══ EXERCISE DATA
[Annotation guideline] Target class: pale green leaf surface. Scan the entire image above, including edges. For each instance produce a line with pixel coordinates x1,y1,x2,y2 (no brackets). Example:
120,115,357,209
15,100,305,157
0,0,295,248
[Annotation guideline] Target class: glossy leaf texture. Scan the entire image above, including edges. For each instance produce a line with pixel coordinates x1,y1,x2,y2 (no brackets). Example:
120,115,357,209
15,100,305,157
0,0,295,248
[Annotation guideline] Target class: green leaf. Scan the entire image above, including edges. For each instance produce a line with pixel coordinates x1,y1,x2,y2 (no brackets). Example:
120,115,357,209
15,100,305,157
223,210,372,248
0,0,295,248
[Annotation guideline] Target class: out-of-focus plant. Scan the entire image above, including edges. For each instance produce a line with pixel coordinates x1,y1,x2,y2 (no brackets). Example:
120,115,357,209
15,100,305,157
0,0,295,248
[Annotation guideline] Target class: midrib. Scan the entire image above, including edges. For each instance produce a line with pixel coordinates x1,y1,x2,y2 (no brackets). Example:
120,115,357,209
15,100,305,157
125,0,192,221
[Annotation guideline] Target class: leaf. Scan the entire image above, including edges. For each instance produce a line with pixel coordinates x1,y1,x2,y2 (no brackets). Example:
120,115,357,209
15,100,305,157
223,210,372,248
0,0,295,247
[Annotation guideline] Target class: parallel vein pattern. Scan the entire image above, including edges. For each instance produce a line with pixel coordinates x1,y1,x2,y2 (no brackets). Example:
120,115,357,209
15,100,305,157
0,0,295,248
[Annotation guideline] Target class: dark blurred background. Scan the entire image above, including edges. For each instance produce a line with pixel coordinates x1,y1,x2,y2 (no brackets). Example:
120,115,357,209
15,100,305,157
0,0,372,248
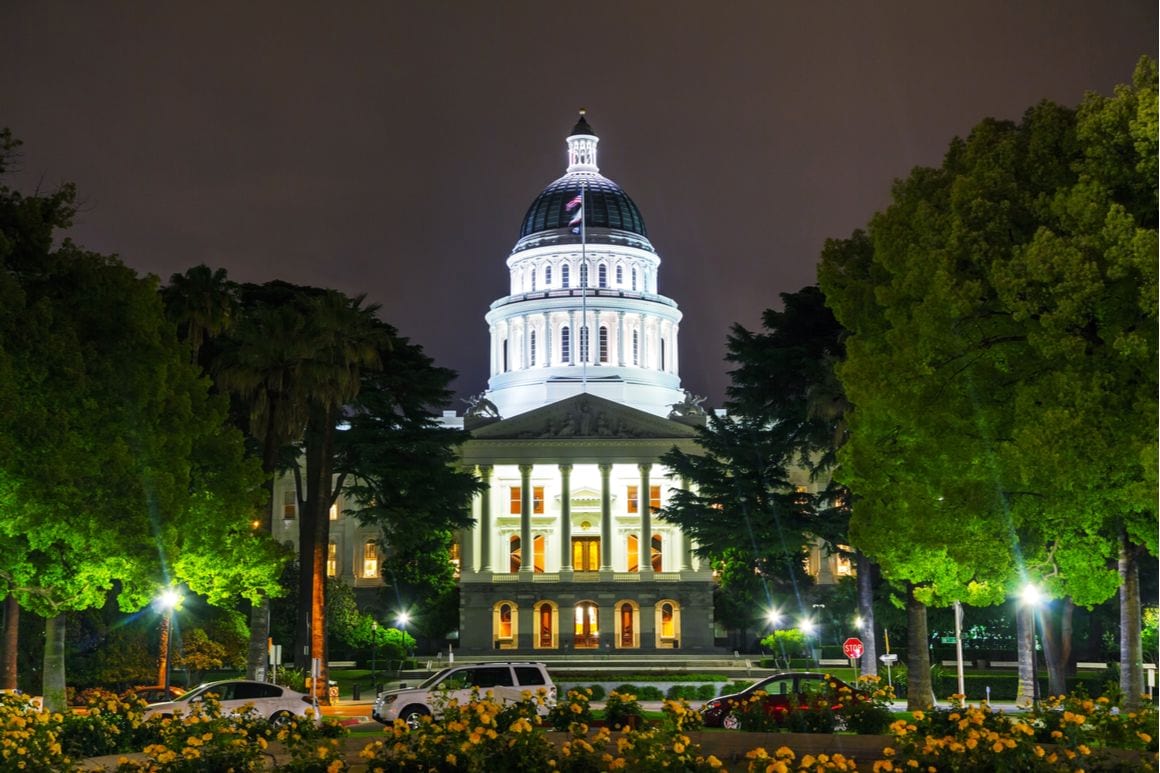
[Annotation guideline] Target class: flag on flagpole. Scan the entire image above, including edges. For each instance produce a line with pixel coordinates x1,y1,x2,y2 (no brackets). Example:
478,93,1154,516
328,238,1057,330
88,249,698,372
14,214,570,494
════
REQUIRED WORK: Substitute "right up to the borders" for "including edges" everywhere in the listing above and give it again with all else unchanged, leaving out the pictures.

EXPECTED ANSWER:
[Annotation guideline] Target class: pale green leaf surface. Scan the entire image above, right up to the borders. For each instance produce a line with pixel coordinates x1,y1,x2,y2 (no brackets). Example:
120,115,357,209
15,100,305,157
0,0,295,248
[Annotation guideline] Target class: glossy leaf texture. Scan the entire image above, right up to the borders. For each instance produce a line with pixel coordinates x1,y1,x2,y2 (no brackets). Example:
120,115,357,209
15,100,305,157
0,0,295,248
[Annotation guideline] Target class: green leaf. Scan the entire image above, right up to the borders. For each instance produce a line with pixel coordinates x1,y1,x2,y2 (no brackets). Example:
120,115,357,209
15,100,305,157
223,210,372,248
0,0,295,248
[Annotation guideline] Target class: out-of-focus plant. Scan the entire image above, right up to the borders. For each instance produce a line with pixel coordinates x1,y1,x2,y2 (no brackets). Example:
120,115,357,209
15,100,305,157
0,0,295,248
[Annotation guideline] Target class: midrib. Scan the entire image above, right up to the borders. For each instance produce a line with pixel coordinates x1,y1,x2,y2 (no brackets). Example:
120,115,357,209
15,100,305,157
125,0,192,221
[Annotation guideline] Target class: leaf. Scan the entire image above, right up to the borders. For each instance produce a line with pixel coordinates x1,y1,x2,y2 (no brackets). Example:
120,115,357,209
15,100,305,157
223,210,372,248
0,0,295,247
[Annotation guideline] Target class: parallel vein pattern. Scan the entire image above, right up to the borders. For each instance produce a line with pixel coordinates x1,y1,x2,y2 (no brackets). Example:
120,115,357,209
15,100,305,157
0,0,295,248
[Annotation guideline] Target class: dark blurred background. Scan the entire image above, right up to the borders. For each instance produce a line with pixel coordinates x1,y1,x2,y2 (no brackets). Example:
120,115,357,209
15,100,305,157
0,0,372,248
[Annotation guideline] Target class: flag on flagpole. Scan the entire image above, right up to the borders. For each instance produce a line with pixel coordinates x1,y1,x2,y2 (no brackets). Example:
478,93,1154,516
328,238,1057,330
88,249,698,372
14,214,570,494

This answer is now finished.